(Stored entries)
* * * *

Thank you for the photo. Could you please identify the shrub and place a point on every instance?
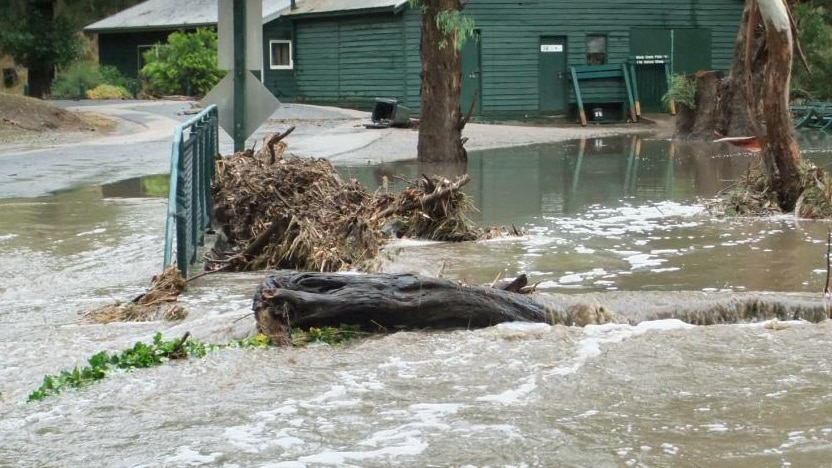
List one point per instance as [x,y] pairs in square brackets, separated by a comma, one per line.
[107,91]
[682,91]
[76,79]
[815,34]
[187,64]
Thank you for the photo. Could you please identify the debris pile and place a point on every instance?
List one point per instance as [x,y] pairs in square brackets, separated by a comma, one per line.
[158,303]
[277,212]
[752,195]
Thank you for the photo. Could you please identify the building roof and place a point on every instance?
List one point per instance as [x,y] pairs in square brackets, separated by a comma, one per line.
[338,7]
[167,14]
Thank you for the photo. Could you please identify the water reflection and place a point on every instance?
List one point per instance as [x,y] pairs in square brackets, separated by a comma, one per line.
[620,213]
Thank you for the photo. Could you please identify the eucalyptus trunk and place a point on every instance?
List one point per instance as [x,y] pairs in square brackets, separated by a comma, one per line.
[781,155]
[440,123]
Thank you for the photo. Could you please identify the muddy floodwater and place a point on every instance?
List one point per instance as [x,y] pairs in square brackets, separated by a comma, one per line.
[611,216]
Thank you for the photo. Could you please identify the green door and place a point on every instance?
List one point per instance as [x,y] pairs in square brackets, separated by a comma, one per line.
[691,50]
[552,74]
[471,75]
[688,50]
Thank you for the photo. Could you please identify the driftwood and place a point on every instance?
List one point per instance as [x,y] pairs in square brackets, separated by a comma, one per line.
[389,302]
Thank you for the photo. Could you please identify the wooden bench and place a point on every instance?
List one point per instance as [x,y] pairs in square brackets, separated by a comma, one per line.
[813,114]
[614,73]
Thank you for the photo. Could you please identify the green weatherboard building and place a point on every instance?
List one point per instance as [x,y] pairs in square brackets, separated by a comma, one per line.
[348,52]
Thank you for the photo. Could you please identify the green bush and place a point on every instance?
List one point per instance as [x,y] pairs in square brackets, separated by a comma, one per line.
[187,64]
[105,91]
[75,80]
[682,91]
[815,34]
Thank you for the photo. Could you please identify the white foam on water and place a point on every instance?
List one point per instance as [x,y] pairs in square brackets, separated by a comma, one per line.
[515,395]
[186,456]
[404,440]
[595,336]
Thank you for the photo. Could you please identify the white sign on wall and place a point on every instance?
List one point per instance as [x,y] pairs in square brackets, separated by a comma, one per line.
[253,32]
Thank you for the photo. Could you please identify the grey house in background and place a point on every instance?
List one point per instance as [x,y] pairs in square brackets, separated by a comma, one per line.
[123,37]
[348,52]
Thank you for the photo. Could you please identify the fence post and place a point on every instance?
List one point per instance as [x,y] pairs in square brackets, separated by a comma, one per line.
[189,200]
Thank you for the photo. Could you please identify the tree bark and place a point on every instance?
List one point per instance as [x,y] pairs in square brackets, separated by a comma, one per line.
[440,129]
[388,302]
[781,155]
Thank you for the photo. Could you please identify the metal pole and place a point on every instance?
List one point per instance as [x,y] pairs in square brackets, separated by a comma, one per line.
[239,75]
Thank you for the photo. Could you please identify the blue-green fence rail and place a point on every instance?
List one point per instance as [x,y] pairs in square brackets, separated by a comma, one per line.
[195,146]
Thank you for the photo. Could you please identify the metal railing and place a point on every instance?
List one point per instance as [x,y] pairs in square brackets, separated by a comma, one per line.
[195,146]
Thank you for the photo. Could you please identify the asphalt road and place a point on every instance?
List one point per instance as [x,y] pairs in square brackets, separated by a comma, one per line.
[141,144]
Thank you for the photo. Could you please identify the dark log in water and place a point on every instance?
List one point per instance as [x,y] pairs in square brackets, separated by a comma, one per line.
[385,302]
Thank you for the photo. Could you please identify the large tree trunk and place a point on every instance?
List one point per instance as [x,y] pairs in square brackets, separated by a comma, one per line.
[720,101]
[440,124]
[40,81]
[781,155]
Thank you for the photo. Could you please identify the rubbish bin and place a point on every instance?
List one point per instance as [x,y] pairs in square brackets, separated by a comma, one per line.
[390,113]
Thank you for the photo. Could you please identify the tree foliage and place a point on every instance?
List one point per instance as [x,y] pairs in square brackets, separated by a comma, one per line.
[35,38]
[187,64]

* * * *

Every line in the records that holds the word "fence" should be copied into the answer.

**Result of this task**
Thank you for the photo. Could you please identify the fence post and place a point on every instance?
Thank you for the photo. Could you please identify the blue-green fence rail and place a point on every instance?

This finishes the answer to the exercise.